_EXERCISE REQUIREMENTS_:
Please retype the lines of the items starting with the line that contains "Task: mark the bridge with" and going on through the line that contains "[[233, 219]]", including both of those lines. Leave the pictures out of your answer.

★ ★ ★

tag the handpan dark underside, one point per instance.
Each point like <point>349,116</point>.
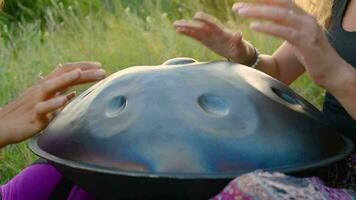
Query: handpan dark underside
<point>185,127</point>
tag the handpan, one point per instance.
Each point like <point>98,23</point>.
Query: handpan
<point>185,128</point>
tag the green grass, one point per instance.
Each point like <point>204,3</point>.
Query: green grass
<point>119,35</point>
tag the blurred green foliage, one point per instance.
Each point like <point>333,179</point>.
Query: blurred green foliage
<point>36,35</point>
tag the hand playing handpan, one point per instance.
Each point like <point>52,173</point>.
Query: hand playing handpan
<point>31,112</point>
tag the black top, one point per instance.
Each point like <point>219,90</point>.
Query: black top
<point>344,43</point>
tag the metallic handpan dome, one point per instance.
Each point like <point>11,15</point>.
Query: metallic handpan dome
<point>187,120</point>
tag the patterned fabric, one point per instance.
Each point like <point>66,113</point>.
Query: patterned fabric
<point>267,186</point>
<point>270,186</point>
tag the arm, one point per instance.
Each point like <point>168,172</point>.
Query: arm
<point>310,46</point>
<point>31,112</point>
<point>282,65</point>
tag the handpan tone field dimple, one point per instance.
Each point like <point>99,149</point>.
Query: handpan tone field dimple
<point>185,128</point>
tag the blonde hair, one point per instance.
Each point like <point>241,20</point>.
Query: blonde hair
<point>321,9</point>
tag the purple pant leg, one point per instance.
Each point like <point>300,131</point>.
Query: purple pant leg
<point>37,182</point>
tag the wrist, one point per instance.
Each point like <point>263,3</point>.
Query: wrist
<point>339,78</point>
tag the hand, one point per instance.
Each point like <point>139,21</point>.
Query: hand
<point>289,22</point>
<point>209,31</point>
<point>31,112</point>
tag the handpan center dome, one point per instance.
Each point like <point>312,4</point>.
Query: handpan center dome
<point>190,119</point>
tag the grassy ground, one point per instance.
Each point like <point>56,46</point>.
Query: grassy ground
<point>118,34</point>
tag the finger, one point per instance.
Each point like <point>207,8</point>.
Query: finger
<point>281,3</point>
<point>272,13</point>
<point>188,24</point>
<point>90,76</point>
<point>68,67</point>
<point>208,20</point>
<point>191,32</point>
<point>60,83</point>
<point>46,107</point>
<point>71,95</point>
<point>287,33</point>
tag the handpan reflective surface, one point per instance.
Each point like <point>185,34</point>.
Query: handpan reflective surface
<point>186,119</point>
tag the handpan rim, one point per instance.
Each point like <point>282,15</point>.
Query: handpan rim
<point>33,145</point>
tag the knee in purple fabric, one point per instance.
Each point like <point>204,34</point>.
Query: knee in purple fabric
<point>35,182</point>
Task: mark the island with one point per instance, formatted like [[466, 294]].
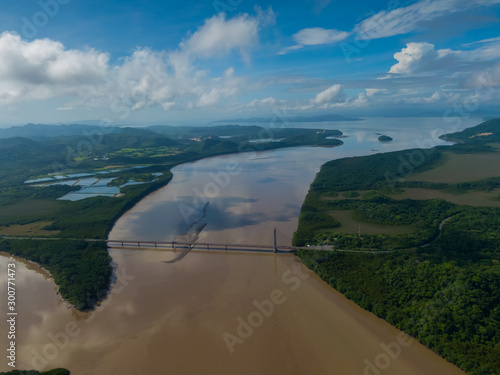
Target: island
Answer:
[[384, 138], [412, 243]]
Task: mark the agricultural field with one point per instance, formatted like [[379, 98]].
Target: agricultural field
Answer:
[[461, 168], [147, 152], [348, 224], [27, 211], [471, 198], [29, 230]]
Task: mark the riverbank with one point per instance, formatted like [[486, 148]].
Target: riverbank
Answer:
[[446, 291]]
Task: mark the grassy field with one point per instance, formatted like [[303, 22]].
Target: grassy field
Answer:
[[462, 168], [473, 198], [27, 210], [350, 225], [32, 229]]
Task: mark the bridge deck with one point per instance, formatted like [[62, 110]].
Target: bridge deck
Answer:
[[198, 245]]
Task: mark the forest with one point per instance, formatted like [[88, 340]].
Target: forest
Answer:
[[82, 270], [57, 371], [440, 285]]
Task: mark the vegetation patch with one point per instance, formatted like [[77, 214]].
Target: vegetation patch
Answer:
[[441, 283], [462, 168], [34, 230]]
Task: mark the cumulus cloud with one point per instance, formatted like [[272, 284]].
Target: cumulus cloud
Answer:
[[315, 36], [333, 97], [333, 93], [267, 102], [406, 19], [424, 58], [44, 68], [219, 35], [371, 92]]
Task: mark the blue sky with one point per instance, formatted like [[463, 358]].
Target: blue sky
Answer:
[[194, 61]]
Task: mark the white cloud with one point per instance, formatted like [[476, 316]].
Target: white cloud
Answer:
[[219, 35], [44, 69], [317, 35], [371, 92], [267, 102], [406, 19], [333, 97], [424, 58], [333, 93]]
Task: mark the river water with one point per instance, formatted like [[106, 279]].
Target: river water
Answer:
[[221, 313]]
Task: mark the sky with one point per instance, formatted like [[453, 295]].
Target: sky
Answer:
[[191, 62]]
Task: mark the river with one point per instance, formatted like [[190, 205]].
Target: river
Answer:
[[218, 313]]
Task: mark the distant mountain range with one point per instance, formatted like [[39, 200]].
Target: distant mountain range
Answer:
[[318, 118]]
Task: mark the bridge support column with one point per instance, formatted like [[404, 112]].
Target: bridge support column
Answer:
[[275, 250]]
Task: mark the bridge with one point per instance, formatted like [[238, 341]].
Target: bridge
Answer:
[[173, 245]]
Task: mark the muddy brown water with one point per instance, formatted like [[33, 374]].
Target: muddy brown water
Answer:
[[217, 312]]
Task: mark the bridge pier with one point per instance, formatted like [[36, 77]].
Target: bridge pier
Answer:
[[275, 249]]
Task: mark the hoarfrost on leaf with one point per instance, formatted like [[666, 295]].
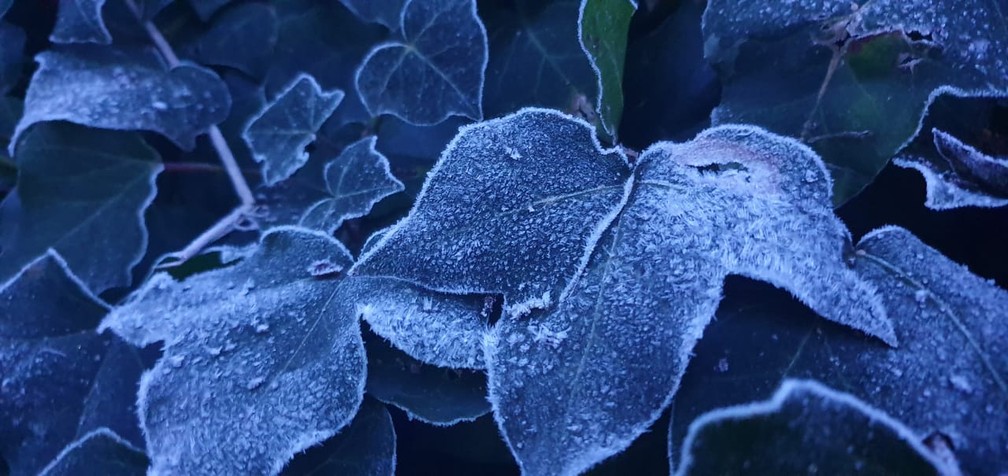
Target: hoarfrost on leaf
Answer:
[[961, 176], [486, 223], [278, 134], [436, 69], [804, 426], [123, 89], [357, 180], [242, 344]]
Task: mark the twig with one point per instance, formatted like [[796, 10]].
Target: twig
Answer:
[[233, 219]]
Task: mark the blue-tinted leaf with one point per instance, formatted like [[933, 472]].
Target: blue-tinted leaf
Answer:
[[125, 90], [513, 207], [536, 57], [602, 27], [853, 82], [581, 382], [265, 337], [206, 8], [60, 379], [960, 175], [947, 378], [435, 71], [805, 428], [365, 448], [12, 39], [82, 192], [80, 21], [441, 396], [242, 37], [99, 452], [437, 329], [278, 134], [386, 12], [357, 180]]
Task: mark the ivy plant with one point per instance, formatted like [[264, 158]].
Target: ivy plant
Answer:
[[551, 237]]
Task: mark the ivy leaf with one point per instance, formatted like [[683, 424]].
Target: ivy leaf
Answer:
[[242, 37], [386, 12], [12, 40], [602, 27], [535, 57], [436, 69], [80, 21], [278, 134], [805, 427], [960, 175], [579, 383], [60, 379], [79, 191], [123, 89], [947, 379], [853, 83], [99, 452], [242, 343], [441, 396], [513, 207], [366, 448], [357, 180]]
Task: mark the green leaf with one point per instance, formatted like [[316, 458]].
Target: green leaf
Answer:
[[535, 57], [80, 21], [99, 452], [278, 134], [434, 71], [946, 380], [123, 89], [804, 428], [365, 448], [83, 193], [268, 336], [603, 25], [852, 80]]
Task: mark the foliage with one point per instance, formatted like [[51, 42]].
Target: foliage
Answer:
[[556, 217]]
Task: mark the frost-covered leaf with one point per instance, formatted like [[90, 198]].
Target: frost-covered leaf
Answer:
[[804, 428], [434, 71], [513, 207], [60, 379], [12, 40], [80, 21], [437, 329], [242, 37], [852, 80], [278, 134], [126, 90], [580, 383], [386, 12], [948, 376], [265, 337], [602, 27], [961, 175], [99, 452], [82, 192], [435, 395], [535, 57], [356, 180], [365, 448]]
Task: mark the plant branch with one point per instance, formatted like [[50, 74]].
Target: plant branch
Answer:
[[224, 153]]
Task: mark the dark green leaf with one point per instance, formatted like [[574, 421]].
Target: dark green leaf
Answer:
[[82, 192], [805, 429]]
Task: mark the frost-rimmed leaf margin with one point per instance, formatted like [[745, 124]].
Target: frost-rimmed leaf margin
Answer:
[[473, 110], [790, 389], [527, 303]]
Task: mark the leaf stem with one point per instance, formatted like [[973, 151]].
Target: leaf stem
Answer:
[[224, 153]]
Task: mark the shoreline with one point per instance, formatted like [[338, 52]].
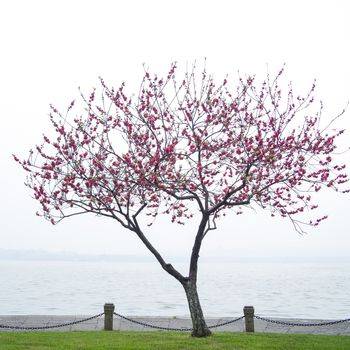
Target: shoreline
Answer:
[[119, 324]]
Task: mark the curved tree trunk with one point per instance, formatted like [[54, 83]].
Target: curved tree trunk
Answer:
[[200, 328]]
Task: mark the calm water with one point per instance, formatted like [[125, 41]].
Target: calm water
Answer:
[[302, 290]]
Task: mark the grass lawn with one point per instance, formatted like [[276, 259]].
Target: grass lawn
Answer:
[[168, 340]]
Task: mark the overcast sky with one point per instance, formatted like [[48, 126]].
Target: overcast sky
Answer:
[[50, 48]]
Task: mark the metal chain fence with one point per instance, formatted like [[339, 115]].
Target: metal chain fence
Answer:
[[51, 326], [301, 324]]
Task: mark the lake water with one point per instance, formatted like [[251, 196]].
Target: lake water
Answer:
[[299, 290]]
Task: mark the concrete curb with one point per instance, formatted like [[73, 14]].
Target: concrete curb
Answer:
[[120, 324]]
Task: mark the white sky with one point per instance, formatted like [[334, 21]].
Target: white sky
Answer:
[[49, 48]]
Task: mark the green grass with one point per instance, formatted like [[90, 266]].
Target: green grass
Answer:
[[168, 340]]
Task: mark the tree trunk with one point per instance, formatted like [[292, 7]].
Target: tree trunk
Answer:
[[200, 328]]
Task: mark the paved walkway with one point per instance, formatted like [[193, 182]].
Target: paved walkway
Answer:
[[97, 324]]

★ ★ ★

_EXERCISE SOLUTION_:
Task: mark the bridge with one point per instance, formatted like [[238, 341]].
Target: bridge
Answer:
[[173, 245]]
Task: mark the muddy brown water with one point per instance, formatted like [[33, 374]].
Target: muddy brown water
Answer:
[[217, 312]]
Task: mark the bridge pier with one point per instance, formatted like [[36, 77]].
Target: bridge pier
Answer:
[[275, 249]]
Task: mark the hoarfrost on leaf with one point per instance, formatted like [[666, 295]].
Target: hoarfrost on leaf
Answer:
[[961, 176], [486, 223], [278, 134], [436, 69], [804, 426], [123, 89], [357, 180], [242, 344]]
Task: mark the twig with one point per instance, formatted like [[796, 10]].
Target: twig
Answer:
[[233, 219]]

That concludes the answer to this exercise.